* **Entries provided**
═══
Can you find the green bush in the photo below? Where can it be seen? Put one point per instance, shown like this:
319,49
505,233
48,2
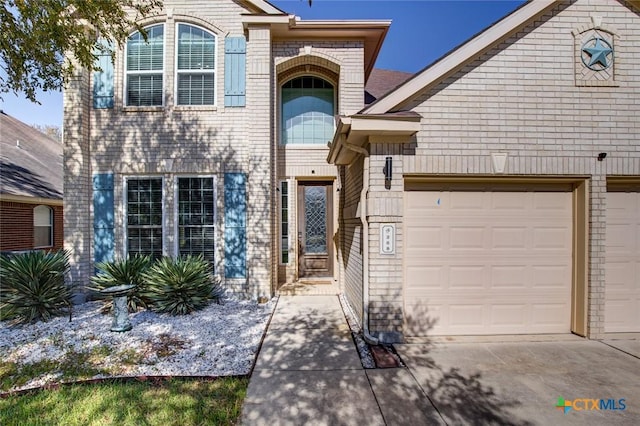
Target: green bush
123,271
180,286
32,286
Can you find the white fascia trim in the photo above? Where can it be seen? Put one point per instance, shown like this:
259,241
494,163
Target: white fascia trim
266,19
25,199
449,63
265,6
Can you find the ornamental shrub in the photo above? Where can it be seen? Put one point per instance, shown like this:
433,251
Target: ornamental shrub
119,272
32,286
181,286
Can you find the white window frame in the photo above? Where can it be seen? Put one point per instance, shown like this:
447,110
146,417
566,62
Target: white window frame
216,225
41,207
127,73
281,109
126,211
280,235
177,72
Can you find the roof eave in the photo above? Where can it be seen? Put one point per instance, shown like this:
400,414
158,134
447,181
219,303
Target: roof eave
396,99
355,132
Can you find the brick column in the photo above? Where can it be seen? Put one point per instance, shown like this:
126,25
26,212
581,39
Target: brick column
77,179
260,177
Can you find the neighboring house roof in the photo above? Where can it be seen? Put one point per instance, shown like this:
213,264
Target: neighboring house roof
381,82
30,163
455,59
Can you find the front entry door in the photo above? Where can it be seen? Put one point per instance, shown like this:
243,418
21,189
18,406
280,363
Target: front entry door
315,221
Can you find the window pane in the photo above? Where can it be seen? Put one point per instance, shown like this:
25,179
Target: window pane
42,216
196,89
307,111
42,226
149,55
196,49
196,218
42,236
144,90
144,216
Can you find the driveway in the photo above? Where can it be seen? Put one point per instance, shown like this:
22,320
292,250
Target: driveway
520,382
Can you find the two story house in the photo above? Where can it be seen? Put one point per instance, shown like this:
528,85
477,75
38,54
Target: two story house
495,192
211,138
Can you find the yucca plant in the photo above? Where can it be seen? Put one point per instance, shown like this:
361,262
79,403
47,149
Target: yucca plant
180,286
32,286
123,271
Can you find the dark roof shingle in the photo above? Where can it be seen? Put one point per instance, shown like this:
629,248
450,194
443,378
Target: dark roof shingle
30,161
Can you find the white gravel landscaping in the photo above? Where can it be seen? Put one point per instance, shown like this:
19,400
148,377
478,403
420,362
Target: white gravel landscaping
220,340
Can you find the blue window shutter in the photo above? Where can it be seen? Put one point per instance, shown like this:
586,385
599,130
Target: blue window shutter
103,236
235,225
103,79
235,69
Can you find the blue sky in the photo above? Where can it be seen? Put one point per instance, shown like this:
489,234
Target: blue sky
421,32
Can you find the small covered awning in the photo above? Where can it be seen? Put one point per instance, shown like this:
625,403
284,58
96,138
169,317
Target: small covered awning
355,132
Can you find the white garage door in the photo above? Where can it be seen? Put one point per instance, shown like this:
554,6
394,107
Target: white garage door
493,262
622,306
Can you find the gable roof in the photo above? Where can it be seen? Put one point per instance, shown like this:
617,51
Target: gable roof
265,7
30,163
381,82
451,62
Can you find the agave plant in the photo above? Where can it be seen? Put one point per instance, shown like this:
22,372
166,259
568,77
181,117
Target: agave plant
32,286
181,286
123,271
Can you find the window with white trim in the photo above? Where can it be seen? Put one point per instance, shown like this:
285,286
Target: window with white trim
196,216
195,63
284,222
42,226
145,68
308,110
144,216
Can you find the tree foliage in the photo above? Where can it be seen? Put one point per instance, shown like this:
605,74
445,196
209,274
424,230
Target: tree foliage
35,36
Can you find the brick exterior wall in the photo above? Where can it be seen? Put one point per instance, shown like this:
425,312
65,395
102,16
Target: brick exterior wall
173,141
16,226
521,98
341,63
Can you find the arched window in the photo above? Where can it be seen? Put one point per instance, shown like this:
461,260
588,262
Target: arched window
145,68
195,66
42,226
308,109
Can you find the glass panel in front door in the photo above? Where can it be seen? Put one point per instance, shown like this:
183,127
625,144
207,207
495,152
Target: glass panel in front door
315,215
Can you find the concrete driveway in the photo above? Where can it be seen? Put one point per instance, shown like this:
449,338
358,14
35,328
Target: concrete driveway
520,382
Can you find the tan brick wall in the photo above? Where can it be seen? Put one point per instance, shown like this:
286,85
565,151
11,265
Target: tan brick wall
522,99
327,59
173,141
78,230
16,226
351,236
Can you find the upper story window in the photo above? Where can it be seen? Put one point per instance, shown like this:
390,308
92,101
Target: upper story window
144,216
195,66
42,226
145,68
308,109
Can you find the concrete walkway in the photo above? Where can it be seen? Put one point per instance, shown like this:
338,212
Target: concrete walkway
309,372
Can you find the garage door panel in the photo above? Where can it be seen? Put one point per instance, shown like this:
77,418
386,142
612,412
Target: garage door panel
551,237
511,237
549,277
467,237
425,277
622,267
509,277
424,238
503,258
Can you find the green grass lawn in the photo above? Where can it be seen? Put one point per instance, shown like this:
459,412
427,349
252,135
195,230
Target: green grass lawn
151,402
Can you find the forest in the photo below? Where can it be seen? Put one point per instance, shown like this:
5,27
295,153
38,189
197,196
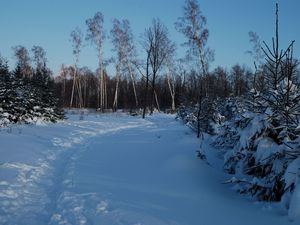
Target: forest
251,117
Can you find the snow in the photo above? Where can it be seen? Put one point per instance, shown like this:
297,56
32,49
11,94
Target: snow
118,169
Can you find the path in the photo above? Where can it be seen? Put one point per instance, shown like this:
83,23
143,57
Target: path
122,170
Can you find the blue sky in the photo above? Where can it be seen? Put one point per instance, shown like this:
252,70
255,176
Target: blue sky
48,23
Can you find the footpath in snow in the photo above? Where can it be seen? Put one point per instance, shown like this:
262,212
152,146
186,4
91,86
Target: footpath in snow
116,169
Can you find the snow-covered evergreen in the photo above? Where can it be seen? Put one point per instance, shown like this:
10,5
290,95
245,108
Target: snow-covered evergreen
27,99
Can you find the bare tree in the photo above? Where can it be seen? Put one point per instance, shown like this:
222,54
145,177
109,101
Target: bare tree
76,39
23,60
171,80
39,57
96,34
158,47
122,40
193,25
═══
Copy out each line of the records where the word "below" appears.

* **Written reply**
Can you find the green bush in the photo below? Where can it be seen? Put one point per instance, shown like this:
Can you find the forest in the photo below? Where can it be seen? Put one point per instance, shown like this:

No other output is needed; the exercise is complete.